Provided passage:
----------------

From: John Stultz <john.stultz(a)linaro.org>
commit 3d88d56c5873f6eebe23e05c3da701960146b801 upstream.
Due to how the MONOTONIC_RAW accumulation logic was handled,
there is the potential for a 1ns discontinuity when we do
accumulations. This small discontinuity has for the most part
gone un-noticed, but since ARM64 enabled CLOCK_MONOTONIC_RAW
in their vDSO clock_gettime implementation, we've seen failures
with the inconsistency-check test in kselftest.
This patch addresses the issue by using the same sub-ns
accumulation handling that CLOCK_MONOTONIC uses, which avoids
the issue for in-kernel users.

----------------

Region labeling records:

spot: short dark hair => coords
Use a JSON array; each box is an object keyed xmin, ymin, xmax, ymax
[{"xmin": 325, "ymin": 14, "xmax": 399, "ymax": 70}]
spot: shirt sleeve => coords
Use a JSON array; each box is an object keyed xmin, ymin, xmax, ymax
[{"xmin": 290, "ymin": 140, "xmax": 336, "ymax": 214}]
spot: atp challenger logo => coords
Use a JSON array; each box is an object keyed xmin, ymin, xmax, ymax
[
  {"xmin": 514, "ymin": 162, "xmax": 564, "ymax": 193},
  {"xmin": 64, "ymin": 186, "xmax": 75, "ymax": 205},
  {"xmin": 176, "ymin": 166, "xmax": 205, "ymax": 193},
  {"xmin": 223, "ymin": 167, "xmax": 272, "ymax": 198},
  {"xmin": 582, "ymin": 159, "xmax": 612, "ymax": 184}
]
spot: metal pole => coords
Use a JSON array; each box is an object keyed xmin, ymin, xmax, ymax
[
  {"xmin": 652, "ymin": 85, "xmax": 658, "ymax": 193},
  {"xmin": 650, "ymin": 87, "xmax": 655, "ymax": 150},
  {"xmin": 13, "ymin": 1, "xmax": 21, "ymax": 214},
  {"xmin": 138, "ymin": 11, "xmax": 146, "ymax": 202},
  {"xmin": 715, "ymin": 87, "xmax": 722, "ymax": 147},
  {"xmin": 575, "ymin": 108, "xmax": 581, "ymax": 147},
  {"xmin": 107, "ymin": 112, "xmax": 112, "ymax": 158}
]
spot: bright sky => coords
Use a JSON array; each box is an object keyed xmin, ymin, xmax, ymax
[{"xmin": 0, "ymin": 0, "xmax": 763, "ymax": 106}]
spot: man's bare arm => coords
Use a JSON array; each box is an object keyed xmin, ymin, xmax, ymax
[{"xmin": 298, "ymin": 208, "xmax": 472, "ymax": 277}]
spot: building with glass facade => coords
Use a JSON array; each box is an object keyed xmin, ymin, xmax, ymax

----------------

To be done:
**a)** In the commit message, which test began failing after ARM64 enabled CLOCK_MONOTONIC_RAW in its vDSO clock_gettime implementation?
**b)** Reproduce the commit message word for word, starting with "From: John Stultz" and going on through "for in-kernel users.".
The data above is not needed here.

Exercise responses:
**a)** The inconsistency-check test in kselftest.

**b)**
From: John Stultz <john.stultz(a)linaro.org>
commit 3d88d56c5873f6eebe23e05c3da701960146b801 upstream.
Due to how the MONOTONIC_RAW accumulation logic was handled,
there is the potential for a 1ns discontinuity when we do
accumulations. This small discontinuity has for the most part
gone un-noticed, but since ARM64 enabled CLOCK_MONOTONIC_RAW
in their vDSO clock_gettime implementation, we've seen failures
with the inconsistency-check test in kselftest.
This patch addresses the issue by using the same sub-ns
accumulation handling that CLOCK_MONOTONIC uses, which avoids
the issue for in-kernel users.